(Beginning of Provided records)
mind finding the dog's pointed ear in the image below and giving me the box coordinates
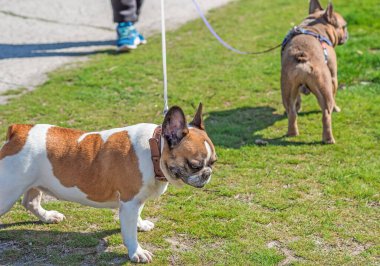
[323,2,336,24]
[162,106,189,148]
[189,103,205,130]
[309,0,323,14]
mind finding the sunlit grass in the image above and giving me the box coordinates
[0,0,379,265]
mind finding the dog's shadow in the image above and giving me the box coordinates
[0,224,126,264]
[204,106,321,148]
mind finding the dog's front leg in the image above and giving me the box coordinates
[137,204,155,232]
[120,199,153,263]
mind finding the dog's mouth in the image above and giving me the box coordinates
[339,37,347,45]
[339,31,349,45]
[166,165,212,188]
[180,175,211,188]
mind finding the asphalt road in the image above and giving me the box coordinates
[0,0,231,100]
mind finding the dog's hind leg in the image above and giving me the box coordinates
[0,167,28,217]
[329,52,341,113]
[331,76,341,113]
[295,94,302,113]
[0,187,26,217]
[22,188,65,223]
[307,72,336,144]
[318,90,336,144]
[282,75,301,136]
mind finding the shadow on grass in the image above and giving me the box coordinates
[0,227,126,264]
[0,220,43,229]
[205,106,322,148]
[0,41,117,60]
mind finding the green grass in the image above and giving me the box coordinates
[1,0,379,265]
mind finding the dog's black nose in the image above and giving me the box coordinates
[202,171,211,180]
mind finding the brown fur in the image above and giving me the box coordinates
[281,0,348,144]
[162,128,215,169]
[46,127,143,202]
[160,104,216,188]
[0,124,33,160]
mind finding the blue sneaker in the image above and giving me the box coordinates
[116,22,139,51]
[137,33,147,45]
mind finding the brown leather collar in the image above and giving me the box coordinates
[149,126,168,182]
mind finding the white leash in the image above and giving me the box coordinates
[161,0,169,115]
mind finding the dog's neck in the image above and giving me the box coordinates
[300,18,339,47]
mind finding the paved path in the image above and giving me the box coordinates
[0,0,231,98]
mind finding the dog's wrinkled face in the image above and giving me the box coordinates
[308,0,348,45]
[160,104,217,188]
[333,12,348,45]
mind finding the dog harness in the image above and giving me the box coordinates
[282,26,333,63]
[149,126,168,182]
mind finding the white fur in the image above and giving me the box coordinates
[204,141,213,185]
[205,141,212,163]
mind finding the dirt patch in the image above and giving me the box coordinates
[165,234,195,252]
[367,201,380,208]
[313,236,371,256]
[0,240,51,265]
[165,234,225,266]
[267,240,302,266]
[234,193,255,204]
[96,238,107,253]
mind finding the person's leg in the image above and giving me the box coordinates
[136,0,144,17]
[134,0,146,44]
[111,0,146,51]
[111,0,138,23]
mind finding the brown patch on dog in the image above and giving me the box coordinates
[46,127,142,202]
[0,124,33,160]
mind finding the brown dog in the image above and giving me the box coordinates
[281,0,348,144]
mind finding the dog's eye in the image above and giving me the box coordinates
[208,159,217,167]
[188,160,203,171]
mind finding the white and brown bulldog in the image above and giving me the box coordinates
[0,104,216,263]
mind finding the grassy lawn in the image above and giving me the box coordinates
[1,0,379,265]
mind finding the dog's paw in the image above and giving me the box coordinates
[42,211,66,223]
[323,138,336,144]
[287,130,299,137]
[138,219,155,232]
[129,246,153,263]
[333,105,341,113]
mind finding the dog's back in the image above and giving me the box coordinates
[281,34,328,88]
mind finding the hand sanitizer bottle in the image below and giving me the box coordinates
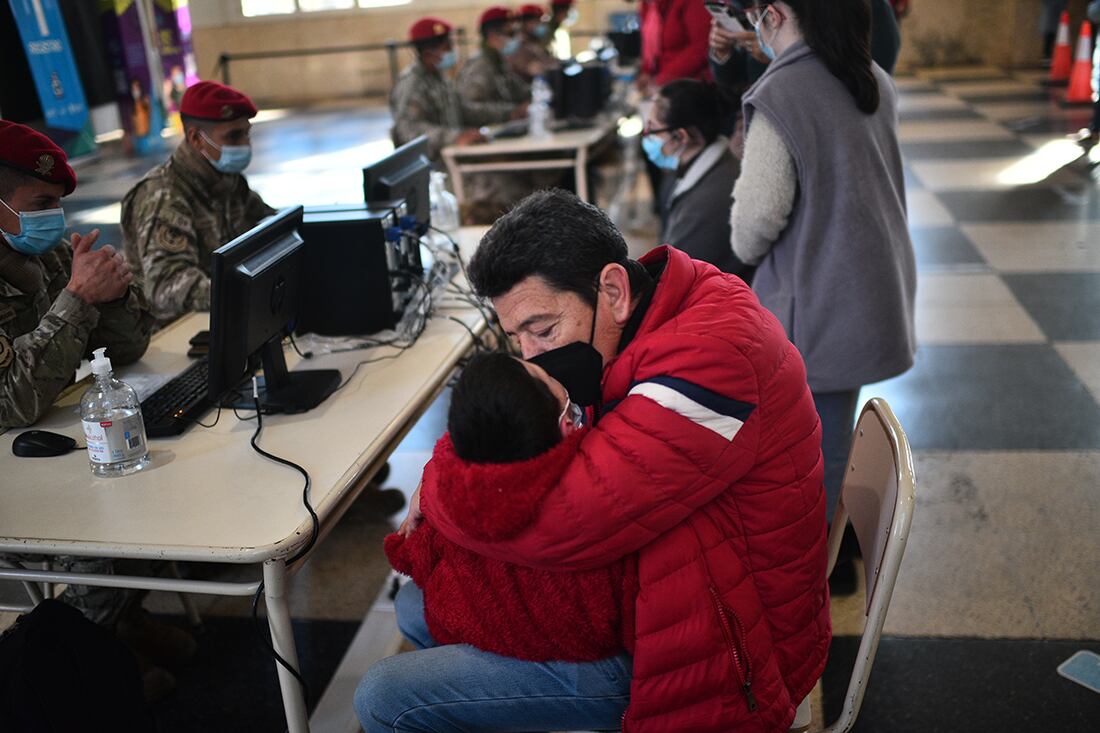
[80,347,150,477]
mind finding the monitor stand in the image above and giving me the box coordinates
[251,337,341,414]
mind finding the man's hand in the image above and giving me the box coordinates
[455,128,487,146]
[510,102,530,121]
[65,230,132,305]
[398,482,423,537]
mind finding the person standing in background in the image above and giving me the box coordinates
[728,0,916,588]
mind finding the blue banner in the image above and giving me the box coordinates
[8,0,89,132]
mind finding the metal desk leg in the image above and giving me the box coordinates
[264,559,310,733]
[442,150,465,205]
[576,145,589,202]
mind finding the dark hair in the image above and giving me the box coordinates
[480,19,511,38]
[656,80,728,145]
[179,113,216,134]
[764,0,879,115]
[0,165,36,200]
[448,352,562,463]
[469,188,650,307]
[413,36,451,56]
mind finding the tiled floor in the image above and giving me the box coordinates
[849,65,1100,732]
[3,65,1100,731]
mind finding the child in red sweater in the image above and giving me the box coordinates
[385,352,636,662]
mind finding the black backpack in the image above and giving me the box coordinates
[0,599,155,732]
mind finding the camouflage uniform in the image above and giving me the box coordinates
[0,242,153,428]
[0,238,154,625]
[121,141,275,324]
[390,58,501,165]
[510,36,557,81]
[456,46,531,122]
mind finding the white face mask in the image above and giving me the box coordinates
[199,130,252,174]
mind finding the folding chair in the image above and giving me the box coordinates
[817,397,917,733]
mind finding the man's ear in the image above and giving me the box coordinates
[184,125,204,152]
[598,263,634,327]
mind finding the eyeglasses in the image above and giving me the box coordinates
[643,125,678,137]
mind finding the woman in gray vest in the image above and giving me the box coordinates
[728,0,916,534]
[643,79,752,280]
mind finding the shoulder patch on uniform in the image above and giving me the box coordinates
[153,221,191,254]
[0,335,13,369]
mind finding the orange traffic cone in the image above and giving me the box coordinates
[1066,21,1095,104]
[1049,11,1073,82]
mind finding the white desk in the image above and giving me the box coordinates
[441,117,619,205]
[0,228,488,732]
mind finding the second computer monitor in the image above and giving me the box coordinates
(End of Provided records)
Requirement:
The result should be all the records, retyped exactly, with no pictures among them.

Your response:
mind finding the dog's pointed ear in the image below and giving me the box coordinates
[323,2,336,24]
[162,106,189,148]
[189,103,205,130]
[309,0,323,14]
mind finding the sunlit grass in the image above and giving me the box coordinates
[0,0,379,265]
mind finding the dog's shadow in the image above and giving me the box coordinates
[0,224,126,264]
[204,106,321,148]
mind finding the dog's front leg in the image above and giving me the box coordinates
[137,204,155,232]
[120,199,153,263]
mind finding the dog's mouth in the image above and giving me the box coordinates
[339,37,347,45]
[339,31,349,45]
[166,165,212,188]
[180,175,211,188]
mind finding the asphalt road in the image above and giving me the box coordinates
[0,0,231,100]
mind finding the dog's hind leg in the image above and giving me the box coordinates
[0,167,28,217]
[329,52,341,113]
[331,76,341,113]
[295,94,302,113]
[0,187,26,217]
[22,188,65,223]
[307,72,336,144]
[318,90,336,144]
[282,75,301,136]
mind finding the shadow on grass in the image above and giving me the box coordinates
[0,227,126,264]
[0,220,43,229]
[205,106,322,148]
[0,41,117,60]
mind finding the green grass in the image above and giving me the box coordinates
[1,0,379,265]
mind finding the dog's black nose in the image above and giving me the box coordinates
[202,171,211,180]
mind finding the brown fur in the image above and giving me the box coordinates
[281,0,348,144]
[162,128,215,169]
[46,127,143,202]
[160,104,216,188]
[0,124,33,160]
mind finding the blue sneaker in the image above and giving me the box coordinates
[116,22,139,51]
[137,33,147,45]
mind finding the brown leather collar in the image above and giving me the box coordinates
[149,126,168,182]
mind finding the white leash in the image above and giving me the box coordinates
[161,0,169,115]
mind finding the dog's neck in the image above and giving me the box coordinates
[300,18,339,47]
mind finding the paved path in the image above and giving me the box coordinates
[0,0,231,98]
mind finding the dog's wrinkled face in the image above and giving me the box coordinates
[308,0,348,45]
[160,104,217,188]
[333,12,348,45]
mind finding the dog harness in the image above and giving me the box coordinates
[282,26,333,63]
[149,126,168,182]
mind finding the white fur in the image above and giving me the box coordinates
[204,141,213,185]
[205,141,212,163]
mind finding the dirt patch in the image above and giving me the box coordinates
[165,234,195,252]
[367,201,380,208]
[313,236,371,256]
[0,240,51,265]
[165,234,225,266]
[267,240,302,266]
[234,193,255,204]
[96,238,107,253]
mind finding the person's leg in the image above and giving me the box coordinates
[136,0,144,17]
[134,0,146,44]
[111,0,146,51]
[111,0,138,23]
mind finding the brown patch on dog in the image above and giving me the box coordinates
[46,127,142,202]
[0,124,33,160]
mind finding the brown dog in the image above and giving me the box coordinates
[281,0,348,144]
mind finding the dog's eye in the image above and giving me the box coordinates
[208,159,217,167]
[188,160,203,171]
mind finding the white and brown bulldog in the image above and giving me the box coordinates
[0,104,216,263]
mind finding the grassy lawn in the image above and giving me the box coordinates
[1,0,379,265]
mind finding the dog's paw in the image above and giving me the box coordinates
[42,211,66,223]
[323,138,336,144]
[287,130,299,137]
[138,219,155,232]
[129,246,153,263]
[333,105,341,113]
mind finding the dog's back in the image above and giving me the box coordinates
[281,34,328,88]
mind finding the hand sanitizer bottle in the image below and giving me the box coordinates
[80,347,150,477]
mind finding the monitor stand in the image above and giving me the box coordinates
[251,337,341,414]
mind finding the man's hand in the image above and giving me the box coordinates
[455,128,487,146]
[510,102,530,121]
[65,230,132,305]
[398,482,423,537]
mind finding the person standing in background in the image above and giving me the box coordinates
[728,0,916,588]
mind finding the blue banner in the image above and giving me the box coordinates
[8,0,89,132]
mind finding the metal desk leg in the image above and giving me the box coordinates
[264,559,310,733]
[442,150,465,205]
[576,145,589,202]
mind finding the dark hair in the image above and giving me the box coordinates
[480,19,511,38]
[656,80,728,145]
[179,113,216,134]
[764,0,879,115]
[0,165,36,200]
[448,352,562,463]
[469,188,650,307]
[413,36,451,56]
mind finding the tiled floor in the image above and giving me the box coordinates
[849,65,1100,732]
[3,65,1100,731]
mind finding the child in red sweater in the image above and giving me the box coordinates
[385,352,636,662]
mind finding the black backpack in the image above and giving me the box coordinates
[0,599,155,732]
mind finding the camouflage uniform in the image above and giving me the box coordinates
[0,242,153,428]
[0,238,154,625]
[121,141,275,324]
[390,58,501,165]
[510,36,557,81]
[456,46,531,122]
mind finding the white face mask in the image above and giving me the box coordinates
[199,130,252,174]
mind finding the folding chair in the image above and giving me the box coordinates
[817,397,917,733]
mind finding the man's ear in the image above and giving me the box coordinates
[184,125,204,152]
[598,263,634,327]
mind finding the eyeglasses in the image above and giving me the box coordinates
[643,125,678,137]
mind finding the woman in gray vest in the image above and giving me the box coordinates
[728,0,916,534]
[643,79,752,280]
mind finding the shoulder patch on uniform in the image above and giving me the box coordinates
[153,221,191,254]
[0,335,13,369]
mind finding the orange traffic cone in the image above and giving me the box coordinates
[1066,21,1095,104]
[1049,11,1073,82]
mind finding the white desk in the image above and giving me the box coordinates
[441,117,619,205]
[0,228,488,732]
mind finding the second computer monitor in the image above and giving me the box coordinates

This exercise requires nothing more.